Segment Open

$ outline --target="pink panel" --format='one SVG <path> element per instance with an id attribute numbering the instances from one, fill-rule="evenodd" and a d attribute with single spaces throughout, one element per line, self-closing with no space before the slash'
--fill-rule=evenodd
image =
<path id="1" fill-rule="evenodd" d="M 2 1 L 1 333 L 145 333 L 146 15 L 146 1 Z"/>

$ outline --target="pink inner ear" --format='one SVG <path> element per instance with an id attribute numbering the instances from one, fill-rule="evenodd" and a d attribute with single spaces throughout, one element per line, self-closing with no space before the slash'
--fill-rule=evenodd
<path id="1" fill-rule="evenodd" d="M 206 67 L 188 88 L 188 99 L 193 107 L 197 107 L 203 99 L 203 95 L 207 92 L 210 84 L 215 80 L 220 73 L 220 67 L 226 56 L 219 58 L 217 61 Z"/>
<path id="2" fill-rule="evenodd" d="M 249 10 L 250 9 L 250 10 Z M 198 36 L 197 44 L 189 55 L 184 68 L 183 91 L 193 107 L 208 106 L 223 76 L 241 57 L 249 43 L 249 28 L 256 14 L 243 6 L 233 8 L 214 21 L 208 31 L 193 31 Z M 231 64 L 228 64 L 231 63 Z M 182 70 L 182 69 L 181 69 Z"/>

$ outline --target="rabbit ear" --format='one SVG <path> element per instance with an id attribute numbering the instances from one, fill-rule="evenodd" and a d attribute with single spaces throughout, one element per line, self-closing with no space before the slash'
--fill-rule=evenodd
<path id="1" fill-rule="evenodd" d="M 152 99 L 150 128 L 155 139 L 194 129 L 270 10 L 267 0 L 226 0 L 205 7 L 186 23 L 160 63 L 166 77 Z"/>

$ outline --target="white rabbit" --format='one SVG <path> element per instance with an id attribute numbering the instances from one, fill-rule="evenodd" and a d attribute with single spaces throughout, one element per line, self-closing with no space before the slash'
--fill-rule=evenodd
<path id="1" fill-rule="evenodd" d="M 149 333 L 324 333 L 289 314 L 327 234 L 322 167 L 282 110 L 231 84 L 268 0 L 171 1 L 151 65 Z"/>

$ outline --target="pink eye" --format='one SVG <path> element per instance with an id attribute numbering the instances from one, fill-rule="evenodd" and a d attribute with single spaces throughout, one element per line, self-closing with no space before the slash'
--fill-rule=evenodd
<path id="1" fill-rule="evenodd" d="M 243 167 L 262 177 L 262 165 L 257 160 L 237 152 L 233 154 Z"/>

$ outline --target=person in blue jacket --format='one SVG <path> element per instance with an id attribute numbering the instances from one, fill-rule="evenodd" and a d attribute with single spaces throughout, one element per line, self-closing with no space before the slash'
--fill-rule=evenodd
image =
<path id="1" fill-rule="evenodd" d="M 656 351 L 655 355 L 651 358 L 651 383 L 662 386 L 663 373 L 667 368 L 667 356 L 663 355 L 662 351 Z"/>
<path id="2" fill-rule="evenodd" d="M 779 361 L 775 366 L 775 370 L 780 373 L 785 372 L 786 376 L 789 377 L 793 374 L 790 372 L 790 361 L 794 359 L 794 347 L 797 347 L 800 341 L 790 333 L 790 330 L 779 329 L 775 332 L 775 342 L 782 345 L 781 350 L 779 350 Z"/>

Segment Closed

◆ WHAT THIS TASK INVOLVES
Check the records above and copy each line that has the string "outline".

◆ OUTPUT FOR THIS EXERCISE
$ outline --target="pink panel" --format='one SVG <path> element per instance with an id attribute numbering the instances from one, fill-rule="evenodd" and a d attribute with single spaces throughout, one element per line, self-closing with no space before the slash'
$ outline --target="pink inner ear" --format='one SVG <path> element per instance with an id attribute numbering the instances from one, fill-rule="evenodd" and a d attribute with single spaces throughout, one element per line, self-closing with no space before the slash'
$ outline --target="rabbit ear" --format='one SVG <path> element per instance with an id attribute numbering the instances from one, fill-rule="evenodd" and a d attribute with single spaces throughout, one element per line, self-closing with no space before the slash'
$ outline --target="white rabbit" --format='one SVG <path> element per instance with an id attribute numbering the instances from one, fill-rule="evenodd" and a d attribute with single spaces throughout, one element per line, self-closing with no space before the slash'
$ outline --target="pink eye" --format='one SVG <path> element per instance with an id attribute numbering the instances from one, fill-rule="evenodd" and a d attribute with single spaces throughout, one element per line, self-closing with no space before the slash'
$ outline --target=person in blue jacket --format='one SVG <path> element per instance with an id attribute numbering the instances from one, fill-rule="evenodd" and a d attribute with single spaces throughout, one element per line, self-closing with no space before the slash'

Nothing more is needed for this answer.